Supplied material
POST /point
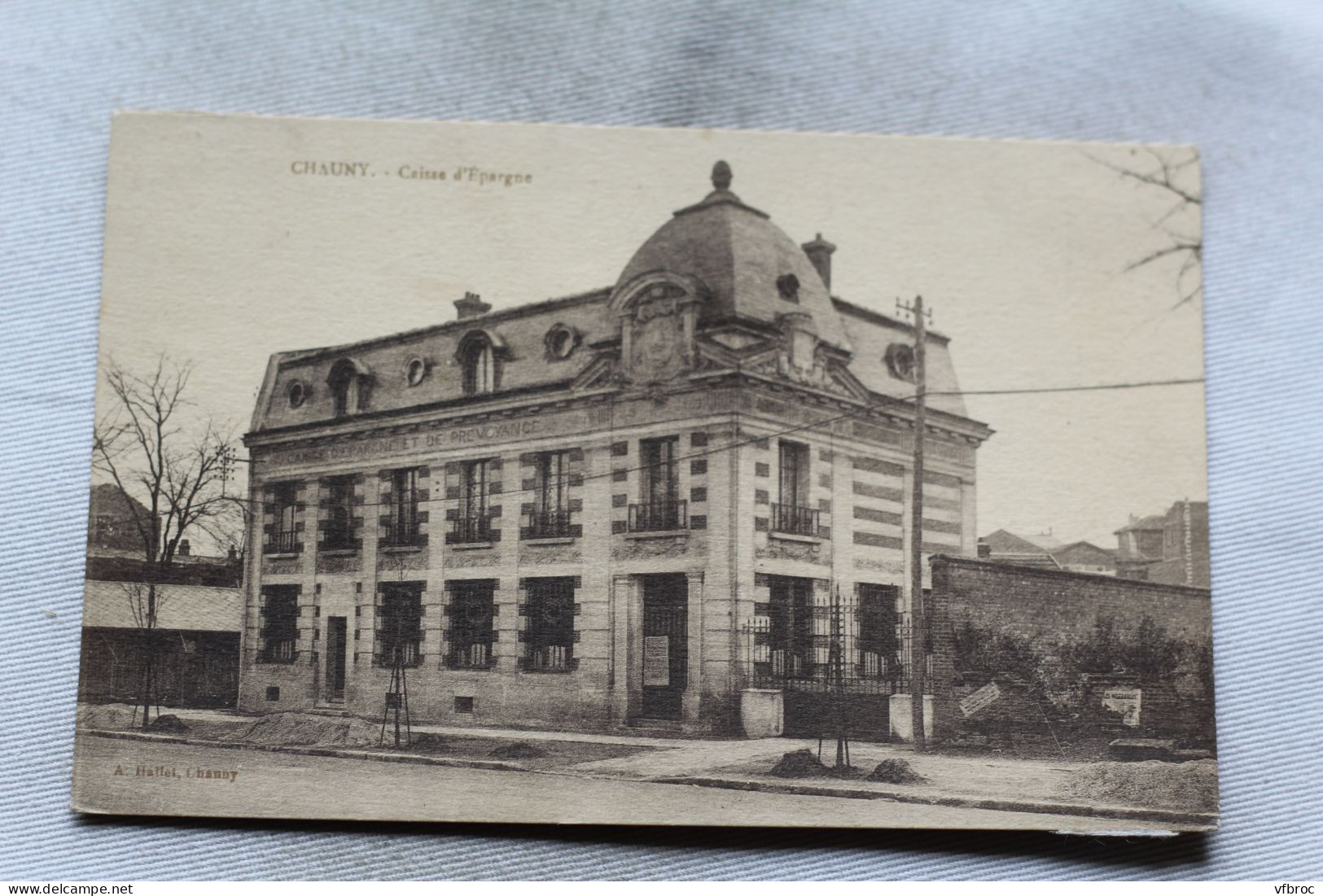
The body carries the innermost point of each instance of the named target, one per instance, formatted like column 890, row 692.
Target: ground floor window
column 471, row 628
column 878, row 645
column 279, row 631
column 550, row 633
column 400, row 624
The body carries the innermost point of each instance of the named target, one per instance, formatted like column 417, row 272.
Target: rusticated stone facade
column 567, row 514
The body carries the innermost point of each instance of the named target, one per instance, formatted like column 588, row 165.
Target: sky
column 221, row 250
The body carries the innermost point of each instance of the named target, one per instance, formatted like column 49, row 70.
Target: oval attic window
column 560, row 341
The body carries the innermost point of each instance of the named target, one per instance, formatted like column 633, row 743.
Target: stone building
column 617, row 508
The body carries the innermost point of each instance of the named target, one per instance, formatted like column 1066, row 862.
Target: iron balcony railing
column 469, row 530
column 475, row 654
column 408, row 650
column 402, row 533
column 286, row 542
column 659, row 516
column 793, row 520
column 550, row 657
column 548, row 523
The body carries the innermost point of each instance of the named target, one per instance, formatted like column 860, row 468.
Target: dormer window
column 348, row 387
column 480, row 365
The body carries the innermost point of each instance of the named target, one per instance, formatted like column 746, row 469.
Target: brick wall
column 1051, row 610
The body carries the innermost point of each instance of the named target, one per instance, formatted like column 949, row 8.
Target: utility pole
column 918, row 618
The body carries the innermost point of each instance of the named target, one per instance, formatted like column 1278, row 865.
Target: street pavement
column 171, row 779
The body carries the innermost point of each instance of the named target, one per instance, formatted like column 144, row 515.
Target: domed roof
column 743, row 258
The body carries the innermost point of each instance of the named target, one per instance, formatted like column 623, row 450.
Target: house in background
column 1170, row 549
column 1009, row 548
column 200, row 614
column 1047, row 551
column 1086, row 557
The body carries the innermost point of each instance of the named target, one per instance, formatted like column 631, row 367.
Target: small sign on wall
column 1124, row 701
column 980, row 699
column 656, row 661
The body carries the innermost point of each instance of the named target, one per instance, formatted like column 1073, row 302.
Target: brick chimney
column 819, row 252
column 471, row 305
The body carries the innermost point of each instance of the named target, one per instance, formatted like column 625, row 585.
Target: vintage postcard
column 567, row 474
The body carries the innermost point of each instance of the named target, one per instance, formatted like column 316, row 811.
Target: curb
column 1162, row 815
column 1121, row 813
column 417, row 758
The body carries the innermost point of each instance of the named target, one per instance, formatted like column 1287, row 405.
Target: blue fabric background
column 1242, row 80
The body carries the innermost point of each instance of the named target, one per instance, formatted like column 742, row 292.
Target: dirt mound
column 518, row 750
column 107, row 716
column 896, row 771
column 798, row 764
column 169, row 724
column 1160, row 785
column 309, row 730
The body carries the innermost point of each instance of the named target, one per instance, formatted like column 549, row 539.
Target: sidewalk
column 971, row 781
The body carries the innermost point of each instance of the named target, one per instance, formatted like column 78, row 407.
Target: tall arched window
column 480, row 368
column 345, row 387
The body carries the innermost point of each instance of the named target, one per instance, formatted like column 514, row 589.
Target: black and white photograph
column 624, row 476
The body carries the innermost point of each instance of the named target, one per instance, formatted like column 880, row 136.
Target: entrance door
column 666, row 644
column 335, row 657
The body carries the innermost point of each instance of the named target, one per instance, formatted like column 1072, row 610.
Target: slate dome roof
column 738, row 254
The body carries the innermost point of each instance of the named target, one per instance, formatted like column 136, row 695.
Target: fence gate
column 789, row 648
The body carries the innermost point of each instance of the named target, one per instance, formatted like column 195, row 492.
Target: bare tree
column 175, row 472
column 1174, row 173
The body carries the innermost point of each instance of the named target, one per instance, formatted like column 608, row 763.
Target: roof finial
column 721, row 176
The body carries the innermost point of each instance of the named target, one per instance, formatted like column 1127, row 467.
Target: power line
column 1069, row 389
column 847, row 415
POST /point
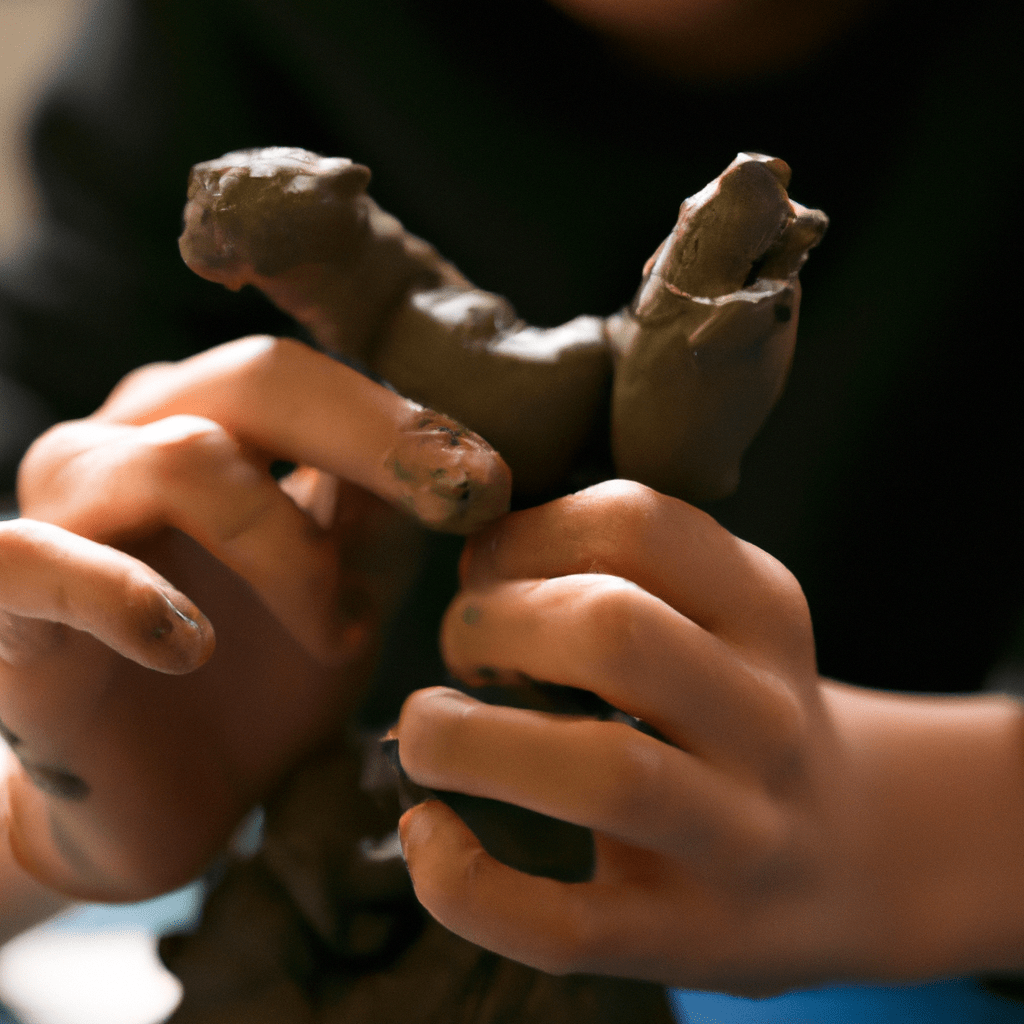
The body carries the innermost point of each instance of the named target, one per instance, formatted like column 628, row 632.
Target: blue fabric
column 957, row 1001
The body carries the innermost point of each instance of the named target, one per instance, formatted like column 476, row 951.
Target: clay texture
column 694, row 364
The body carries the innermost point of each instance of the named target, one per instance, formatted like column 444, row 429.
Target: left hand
column 296, row 578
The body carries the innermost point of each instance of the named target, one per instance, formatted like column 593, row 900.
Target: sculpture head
column 269, row 210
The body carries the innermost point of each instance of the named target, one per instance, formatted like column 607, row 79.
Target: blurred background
column 34, row 35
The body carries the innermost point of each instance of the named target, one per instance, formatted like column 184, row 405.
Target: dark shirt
column 548, row 168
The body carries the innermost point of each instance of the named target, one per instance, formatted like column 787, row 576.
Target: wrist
column 936, row 833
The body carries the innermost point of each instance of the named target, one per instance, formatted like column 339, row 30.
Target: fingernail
column 167, row 625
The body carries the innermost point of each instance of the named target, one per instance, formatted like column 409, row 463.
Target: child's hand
column 132, row 780
column 784, row 832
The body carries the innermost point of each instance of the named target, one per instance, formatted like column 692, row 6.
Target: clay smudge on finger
column 448, row 476
column 57, row 782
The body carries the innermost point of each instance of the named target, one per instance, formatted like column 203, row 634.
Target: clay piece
column 321, row 926
column 694, row 364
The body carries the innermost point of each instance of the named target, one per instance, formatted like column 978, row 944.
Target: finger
column 608, row 636
column 188, row 473
column 558, row 928
column 50, row 578
column 668, row 547
column 300, row 404
column 601, row 775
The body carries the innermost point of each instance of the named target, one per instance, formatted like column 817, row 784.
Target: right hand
column 130, row 782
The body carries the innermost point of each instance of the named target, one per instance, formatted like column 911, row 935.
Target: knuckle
column 611, row 522
column 181, row 449
column 261, row 361
column 582, row 942
column 610, row 616
column 631, row 785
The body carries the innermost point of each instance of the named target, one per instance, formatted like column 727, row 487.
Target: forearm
column 24, row 900
column 935, row 809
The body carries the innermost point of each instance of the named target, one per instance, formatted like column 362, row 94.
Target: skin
column 125, row 783
column 786, row 830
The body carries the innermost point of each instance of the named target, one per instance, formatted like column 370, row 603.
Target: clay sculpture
column 695, row 363
column 321, row 926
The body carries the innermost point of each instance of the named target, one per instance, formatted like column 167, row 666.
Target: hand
column 783, row 832
column 130, row 781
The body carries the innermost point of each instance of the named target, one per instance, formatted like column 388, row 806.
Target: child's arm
column 785, row 832
column 140, row 747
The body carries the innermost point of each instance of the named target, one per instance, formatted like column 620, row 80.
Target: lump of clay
column 696, row 361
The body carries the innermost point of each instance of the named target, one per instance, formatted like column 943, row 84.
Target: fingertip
column 436, row 846
column 177, row 639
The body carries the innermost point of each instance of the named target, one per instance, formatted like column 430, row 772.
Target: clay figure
column 322, row 925
column 694, row 364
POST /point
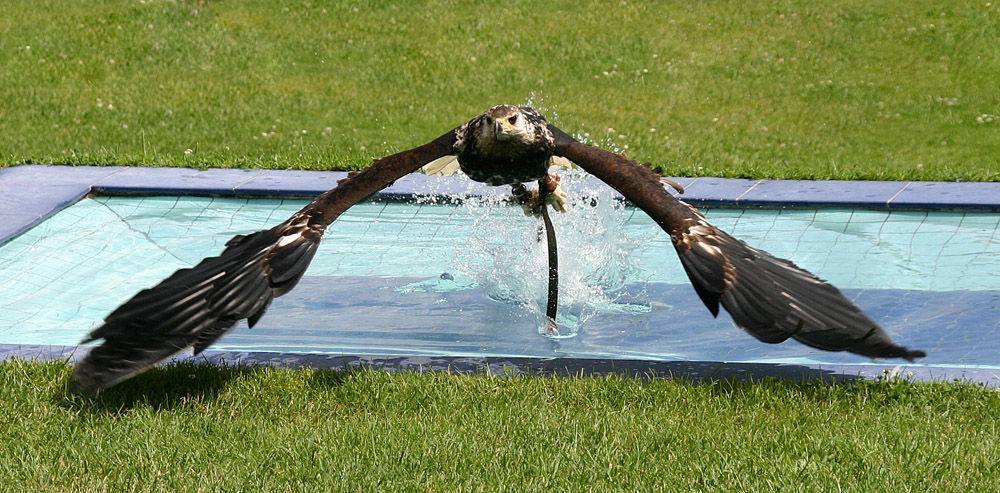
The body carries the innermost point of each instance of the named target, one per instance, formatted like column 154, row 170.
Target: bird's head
column 505, row 122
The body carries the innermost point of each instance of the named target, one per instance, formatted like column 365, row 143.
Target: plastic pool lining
column 29, row 194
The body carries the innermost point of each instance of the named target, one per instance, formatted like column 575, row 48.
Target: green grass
column 780, row 88
column 209, row 428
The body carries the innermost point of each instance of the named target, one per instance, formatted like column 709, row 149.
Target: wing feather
column 771, row 298
column 198, row 305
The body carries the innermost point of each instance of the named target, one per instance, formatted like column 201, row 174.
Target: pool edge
column 589, row 367
column 31, row 193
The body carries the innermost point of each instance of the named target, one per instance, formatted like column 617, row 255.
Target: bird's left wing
column 769, row 297
column 197, row 306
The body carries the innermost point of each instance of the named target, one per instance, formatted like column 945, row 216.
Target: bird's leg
column 545, row 190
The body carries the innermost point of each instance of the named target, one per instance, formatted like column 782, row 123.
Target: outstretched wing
column 197, row 306
column 769, row 297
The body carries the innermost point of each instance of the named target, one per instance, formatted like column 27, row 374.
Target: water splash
column 506, row 255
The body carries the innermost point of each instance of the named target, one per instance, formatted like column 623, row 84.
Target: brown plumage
column 770, row 298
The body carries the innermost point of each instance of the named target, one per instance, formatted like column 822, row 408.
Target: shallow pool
column 468, row 279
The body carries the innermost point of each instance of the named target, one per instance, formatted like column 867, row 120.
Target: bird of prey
column 769, row 297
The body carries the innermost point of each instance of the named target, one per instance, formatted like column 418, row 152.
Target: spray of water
column 506, row 255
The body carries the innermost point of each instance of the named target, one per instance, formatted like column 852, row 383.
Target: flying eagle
column 769, row 297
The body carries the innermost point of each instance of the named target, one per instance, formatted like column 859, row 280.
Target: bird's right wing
column 197, row 306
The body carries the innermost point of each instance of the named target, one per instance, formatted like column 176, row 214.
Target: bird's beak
column 502, row 127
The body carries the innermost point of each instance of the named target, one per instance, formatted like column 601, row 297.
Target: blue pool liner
column 31, row 193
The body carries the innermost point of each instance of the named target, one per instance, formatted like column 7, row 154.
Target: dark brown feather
column 770, row 298
column 197, row 306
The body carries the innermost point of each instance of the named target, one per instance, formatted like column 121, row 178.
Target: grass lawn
column 770, row 89
column 901, row 89
column 208, row 428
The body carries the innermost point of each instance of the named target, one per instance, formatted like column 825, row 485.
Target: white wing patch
column 444, row 166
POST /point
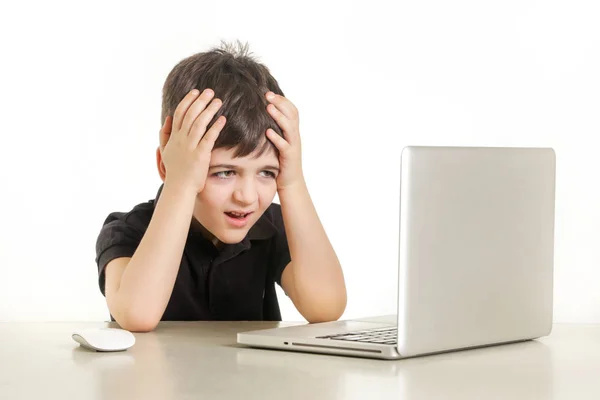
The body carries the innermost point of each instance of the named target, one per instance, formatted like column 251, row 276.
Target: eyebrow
column 230, row 166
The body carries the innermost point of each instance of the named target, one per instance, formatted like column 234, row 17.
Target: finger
column 279, row 142
column 283, row 104
column 284, row 123
column 182, row 108
column 199, row 127
column 165, row 131
column 196, row 109
column 210, row 137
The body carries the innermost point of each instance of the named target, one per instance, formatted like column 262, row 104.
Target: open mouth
column 237, row 215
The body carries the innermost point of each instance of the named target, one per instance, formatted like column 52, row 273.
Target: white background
column 80, row 99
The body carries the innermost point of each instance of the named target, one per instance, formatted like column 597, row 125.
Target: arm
column 138, row 289
column 314, row 280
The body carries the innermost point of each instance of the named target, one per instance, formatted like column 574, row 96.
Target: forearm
column 147, row 282
column 320, row 291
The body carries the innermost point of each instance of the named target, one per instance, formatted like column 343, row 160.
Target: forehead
column 226, row 156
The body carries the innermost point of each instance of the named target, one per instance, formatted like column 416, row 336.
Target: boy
column 212, row 244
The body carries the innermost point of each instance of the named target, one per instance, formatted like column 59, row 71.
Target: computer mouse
column 104, row 339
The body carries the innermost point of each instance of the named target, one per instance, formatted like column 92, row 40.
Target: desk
column 200, row 360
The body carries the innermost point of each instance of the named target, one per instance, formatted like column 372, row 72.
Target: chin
column 232, row 237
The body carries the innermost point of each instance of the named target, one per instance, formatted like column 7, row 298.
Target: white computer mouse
column 104, row 339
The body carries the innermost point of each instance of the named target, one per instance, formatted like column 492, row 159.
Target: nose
column 245, row 193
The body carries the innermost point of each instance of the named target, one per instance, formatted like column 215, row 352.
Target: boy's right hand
column 186, row 155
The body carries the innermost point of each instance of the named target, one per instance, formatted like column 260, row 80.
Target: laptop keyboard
column 379, row 336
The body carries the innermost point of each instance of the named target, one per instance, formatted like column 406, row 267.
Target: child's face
column 244, row 185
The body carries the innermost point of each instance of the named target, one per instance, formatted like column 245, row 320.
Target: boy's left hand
column 290, row 155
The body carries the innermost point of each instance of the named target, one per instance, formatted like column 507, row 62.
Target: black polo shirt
column 234, row 282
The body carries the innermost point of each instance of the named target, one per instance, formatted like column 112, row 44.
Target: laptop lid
column 476, row 247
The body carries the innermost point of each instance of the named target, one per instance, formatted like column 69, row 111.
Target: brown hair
column 240, row 82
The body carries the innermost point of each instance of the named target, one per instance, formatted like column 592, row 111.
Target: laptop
column 475, row 265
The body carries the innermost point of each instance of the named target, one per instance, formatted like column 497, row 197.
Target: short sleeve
column 117, row 238
column 281, row 252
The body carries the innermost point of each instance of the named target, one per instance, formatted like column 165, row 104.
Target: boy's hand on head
column 290, row 154
column 187, row 152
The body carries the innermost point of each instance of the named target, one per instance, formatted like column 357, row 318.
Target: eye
column 223, row 174
column 268, row 174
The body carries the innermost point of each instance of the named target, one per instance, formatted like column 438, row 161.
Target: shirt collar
column 261, row 230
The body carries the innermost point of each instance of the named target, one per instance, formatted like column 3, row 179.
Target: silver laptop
column 475, row 263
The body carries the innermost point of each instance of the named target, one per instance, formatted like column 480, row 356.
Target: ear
column 165, row 133
column 162, row 172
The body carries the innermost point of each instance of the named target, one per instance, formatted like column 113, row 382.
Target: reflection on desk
column 202, row 360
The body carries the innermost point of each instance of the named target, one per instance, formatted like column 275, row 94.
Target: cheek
column 267, row 193
column 214, row 194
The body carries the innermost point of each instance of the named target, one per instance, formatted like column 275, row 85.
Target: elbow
column 136, row 322
column 327, row 311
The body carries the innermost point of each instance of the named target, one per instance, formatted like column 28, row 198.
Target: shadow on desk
column 175, row 362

What you should do
Lay out the data from the line with "746, row 469." up to and including the line with "column 417, row 758" as a two-column CSV headed text and answer. Give one row for each line that starts with "The body carries" and put each text and its answer in one quoted field, with line breaks turned into spaces.

Final answer
text,answer
"The body carries the innermost point of each instance of the named target, one per instance, formatted like column 746, row 469. Target: brick wall","column 1051, row 610"
"The body carries the innermost point of each instance of the named target, one per instance, formatted like column 949, row 8. Target: utility pole","column 918, row 618"
"The body carries the innermost point of each instance of the named target, one per instance, formatted like column 1278, row 865. Target: street pavement","column 171, row 779"
"The body carries the innermost point of each instance of the named target, one per instance, formatted like column 144, row 515. Target: domed roof","column 743, row 258"
"The body carries the innermost point of each instance of the named target, one per instance, formatted like column 623, row 450. Target: house in background","column 1170, row 549 column 1009, row 548 column 200, row 614 column 1047, row 551 column 1086, row 557"
"The body carries the innermost point of each instance of the named target, one per instance, formatted like column 631, row 367. Target: small sign on wall","column 1124, row 701 column 980, row 699 column 656, row 661"
"The body carries the innermost point of each instance of the named target, one per instance, formatted like column 1073, row 302. Target: brick chimney","column 819, row 252 column 471, row 305"
"The body carries the innermost point of each instance of the named target, one per instance, formatted like column 625, row 585. Target: vintage postcard","column 567, row 474"
"The body carries the innermost point of each instance of the named target, one per instance, formatted like column 316, row 811. Target: curb","column 1162, row 815 column 1121, row 813 column 417, row 758"